→ Условие задачи A
Сколько лет, согласно фрагменту текста, сочинялся объёмный текст о смысле жизни?
→ Условие задачи B
Выпишите из фрагмента текста отрывок, начинающийся словами «Суггестия способствует переводу» и заканчивающийся словами «оттого, особенно проникновенной.».
→ Условие задачи C
Изложите суть фрагмента текста в двух предложениях.
### Фрагмент документа
Рассуждение о таких глобальных вопросах как смысл жизни (а «Исповедь» это и есть текст-рассуждение, что-то вроде трактата, построенного на простраивании причин и последствий) имеет важную закономерность зависимости конечного результата от объёма: чем такой текст больше тем он выглядит менее убедительным.
Тут или объём давай, раз уж ты господин-писатель (то есть, человек, мыслящий формами и объёмами заполнения и заполненности, имеющих статус чуть ли не обязательства перед сочиняемым текстом), или сухой остаток.
Одно дело сочинить о смысле жизни твит («смысл жизни в её проживании») и совсем другое - нагородить достаточно объёмный текст, сочинявшийся более десяти лет, видимо, из-за детальной проработки тезисов и нахождения новых аргументов, поворотов мыслительного винта.
Короткий твит порождает длительную суггестию, которую читатель «вынужден» разворачивать в цепочки собственной мыслительной активности, как бы понимая, что формула, свернутая в 120 знаков (или сколько их там теперь в микроблогах?), на самом деле, результат какого-то пути, пройденного в размышлении, но опущенного ниже уровня моря, чтобы не мешался под ногами.
Суггестия способствует переводу формулы на внутренний язык конкретного человека, что делает расшифровку текста особенно личной.
И, оттого, особенно проникновенной.
######
### Зафиксированные данные
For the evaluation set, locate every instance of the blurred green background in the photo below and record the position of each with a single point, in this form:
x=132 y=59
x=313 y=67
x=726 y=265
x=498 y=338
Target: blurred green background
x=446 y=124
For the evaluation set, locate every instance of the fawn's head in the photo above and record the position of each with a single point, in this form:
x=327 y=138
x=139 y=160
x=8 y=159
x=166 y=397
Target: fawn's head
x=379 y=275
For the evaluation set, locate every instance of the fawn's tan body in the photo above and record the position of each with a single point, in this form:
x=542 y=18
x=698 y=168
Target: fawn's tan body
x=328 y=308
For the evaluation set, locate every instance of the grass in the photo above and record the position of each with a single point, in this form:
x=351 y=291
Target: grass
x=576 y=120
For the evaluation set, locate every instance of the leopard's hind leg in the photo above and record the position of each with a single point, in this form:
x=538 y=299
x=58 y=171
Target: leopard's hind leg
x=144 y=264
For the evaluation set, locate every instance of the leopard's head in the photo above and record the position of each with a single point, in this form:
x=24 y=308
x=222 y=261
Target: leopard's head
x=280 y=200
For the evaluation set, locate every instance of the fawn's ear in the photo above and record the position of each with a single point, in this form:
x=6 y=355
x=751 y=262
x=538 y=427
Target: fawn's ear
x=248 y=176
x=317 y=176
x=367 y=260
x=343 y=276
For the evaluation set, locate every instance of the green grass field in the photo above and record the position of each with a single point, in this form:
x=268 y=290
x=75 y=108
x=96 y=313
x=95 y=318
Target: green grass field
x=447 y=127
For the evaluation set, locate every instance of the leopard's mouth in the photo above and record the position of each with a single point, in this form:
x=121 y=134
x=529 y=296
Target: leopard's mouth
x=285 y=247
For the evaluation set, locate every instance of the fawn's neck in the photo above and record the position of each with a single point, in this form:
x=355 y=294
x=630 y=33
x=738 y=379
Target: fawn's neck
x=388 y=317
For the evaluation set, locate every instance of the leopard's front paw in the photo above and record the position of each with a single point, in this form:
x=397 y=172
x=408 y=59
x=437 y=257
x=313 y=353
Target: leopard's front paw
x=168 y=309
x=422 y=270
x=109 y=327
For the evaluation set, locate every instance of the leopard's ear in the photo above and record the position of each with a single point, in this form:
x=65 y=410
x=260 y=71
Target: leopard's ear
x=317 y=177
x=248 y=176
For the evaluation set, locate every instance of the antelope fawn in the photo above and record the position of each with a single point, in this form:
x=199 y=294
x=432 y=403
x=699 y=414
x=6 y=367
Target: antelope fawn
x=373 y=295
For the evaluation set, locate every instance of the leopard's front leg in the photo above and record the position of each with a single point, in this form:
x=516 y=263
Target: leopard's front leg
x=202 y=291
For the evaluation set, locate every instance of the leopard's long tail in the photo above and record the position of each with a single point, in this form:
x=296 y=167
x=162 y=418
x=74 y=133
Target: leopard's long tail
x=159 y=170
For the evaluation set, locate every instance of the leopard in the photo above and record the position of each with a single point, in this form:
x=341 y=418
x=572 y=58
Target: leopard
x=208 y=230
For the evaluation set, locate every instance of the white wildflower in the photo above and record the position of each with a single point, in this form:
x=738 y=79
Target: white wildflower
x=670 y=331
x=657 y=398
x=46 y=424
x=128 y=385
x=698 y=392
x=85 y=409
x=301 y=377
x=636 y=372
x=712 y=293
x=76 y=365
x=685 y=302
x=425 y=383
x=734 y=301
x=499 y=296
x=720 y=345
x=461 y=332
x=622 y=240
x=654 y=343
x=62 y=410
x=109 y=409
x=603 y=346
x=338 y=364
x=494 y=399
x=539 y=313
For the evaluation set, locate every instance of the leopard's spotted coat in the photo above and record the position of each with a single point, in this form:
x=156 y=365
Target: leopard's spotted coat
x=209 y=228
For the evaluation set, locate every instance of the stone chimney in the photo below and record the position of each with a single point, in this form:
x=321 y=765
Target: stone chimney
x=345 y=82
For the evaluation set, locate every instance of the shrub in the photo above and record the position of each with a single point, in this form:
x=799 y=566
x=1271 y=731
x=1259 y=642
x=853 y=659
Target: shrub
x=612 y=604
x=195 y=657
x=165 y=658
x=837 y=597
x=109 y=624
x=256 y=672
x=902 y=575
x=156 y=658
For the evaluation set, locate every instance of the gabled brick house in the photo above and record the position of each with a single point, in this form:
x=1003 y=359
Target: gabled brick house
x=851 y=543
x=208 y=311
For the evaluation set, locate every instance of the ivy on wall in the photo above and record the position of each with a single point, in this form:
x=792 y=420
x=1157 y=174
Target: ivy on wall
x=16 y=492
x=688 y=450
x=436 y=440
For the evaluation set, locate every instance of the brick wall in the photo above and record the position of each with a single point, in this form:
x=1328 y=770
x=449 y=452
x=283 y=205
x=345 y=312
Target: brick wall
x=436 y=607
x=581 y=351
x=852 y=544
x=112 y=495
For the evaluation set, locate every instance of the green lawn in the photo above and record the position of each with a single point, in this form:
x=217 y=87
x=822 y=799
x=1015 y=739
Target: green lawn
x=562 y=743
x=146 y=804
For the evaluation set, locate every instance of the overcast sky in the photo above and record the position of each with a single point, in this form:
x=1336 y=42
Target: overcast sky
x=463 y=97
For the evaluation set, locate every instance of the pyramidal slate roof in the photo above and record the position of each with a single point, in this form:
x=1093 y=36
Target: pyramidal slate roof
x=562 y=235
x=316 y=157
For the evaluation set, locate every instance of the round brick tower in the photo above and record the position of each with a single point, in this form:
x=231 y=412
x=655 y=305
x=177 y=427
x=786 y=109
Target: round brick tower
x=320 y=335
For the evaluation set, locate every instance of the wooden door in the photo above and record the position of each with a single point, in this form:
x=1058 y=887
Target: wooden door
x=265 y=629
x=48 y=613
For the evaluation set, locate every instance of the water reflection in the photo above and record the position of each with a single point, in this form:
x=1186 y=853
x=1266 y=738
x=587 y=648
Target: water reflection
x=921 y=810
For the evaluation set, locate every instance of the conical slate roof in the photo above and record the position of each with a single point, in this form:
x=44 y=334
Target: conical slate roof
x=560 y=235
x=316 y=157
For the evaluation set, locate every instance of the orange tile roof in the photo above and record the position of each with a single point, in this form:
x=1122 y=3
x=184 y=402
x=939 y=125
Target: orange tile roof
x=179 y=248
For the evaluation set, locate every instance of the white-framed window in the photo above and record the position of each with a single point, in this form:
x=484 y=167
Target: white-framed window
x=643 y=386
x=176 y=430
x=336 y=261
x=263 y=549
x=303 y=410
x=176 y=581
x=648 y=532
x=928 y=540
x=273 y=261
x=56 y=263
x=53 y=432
######
→ Решение задания A
Более десяти лет.

→ Решение задания B
Суггестия способствует переводу формулы на внутренний язык конкретного человека, что делает расшифровку текста особенно личной.
И, оттого, особенно проникновенной.

→ Решение задания C
Рассуждение о смысле жизни, каким является «Исповедь», выглядит тем менее убедительным, чем больше его объём. Короткий твит, напротив, порождает длительную суггестию: читатель разворачивает формулу в собственные размышления, и поэтому её расшифровка становится особенно личной и проникновенной.